==== AVAILABLE DATA
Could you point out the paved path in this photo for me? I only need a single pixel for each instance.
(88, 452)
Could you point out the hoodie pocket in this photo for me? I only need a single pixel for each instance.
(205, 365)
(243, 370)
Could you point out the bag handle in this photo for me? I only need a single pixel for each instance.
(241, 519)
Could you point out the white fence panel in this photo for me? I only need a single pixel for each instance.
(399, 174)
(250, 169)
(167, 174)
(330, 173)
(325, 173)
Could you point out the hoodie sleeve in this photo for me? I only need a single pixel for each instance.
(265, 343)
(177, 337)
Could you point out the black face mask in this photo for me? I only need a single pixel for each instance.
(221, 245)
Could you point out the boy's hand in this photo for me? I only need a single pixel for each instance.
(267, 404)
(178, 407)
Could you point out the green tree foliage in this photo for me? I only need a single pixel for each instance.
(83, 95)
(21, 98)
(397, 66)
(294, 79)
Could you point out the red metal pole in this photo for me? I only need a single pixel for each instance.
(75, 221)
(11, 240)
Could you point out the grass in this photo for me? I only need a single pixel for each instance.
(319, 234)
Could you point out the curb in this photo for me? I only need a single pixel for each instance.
========
● ABOUT THIS TASK:
A faithful copy of all the material is the required answer.

● ANSWER TO THE PROBLEM:
Could you point out the paved path in this photo for me? I only need a single pixel for each instance.
(88, 452)
Could you point out the hoodie pocket in this photo for me? I only need a single pixel for each instance.
(205, 365)
(243, 370)
Could you point out the bag handle in this photo for me? I only need a single pixel for each instance.
(241, 519)
Could you point out the white fence panel in this photo for me? I only need a single pixel for each instance.
(399, 174)
(250, 169)
(167, 174)
(330, 173)
(325, 173)
Could you point out the hoodie sleeve in this photo for me? I only need a single pixel for each instance.
(265, 343)
(177, 337)
Could you point out the black face mask in this photo for me? I only need a single pixel for each instance.
(221, 245)
Could you point out the boy's hand in this photo for me? I only need a single pixel for each instance.
(267, 404)
(178, 407)
Could you point out the green tree foliage in this photo for me? I only need a single pixel for each instance.
(83, 95)
(21, 98)
(397, 66)
(294, 79)
Could you point out the red metal pole in this photo for me? I only need a single pixel for each instance.
(75, 221)
(11, 240)
Could you point out the grass in this photo for me? I only need a single pixel for each instance.
(319, 234)
Could you point out the curb in this photo for me? I only need a single pixel for each instance.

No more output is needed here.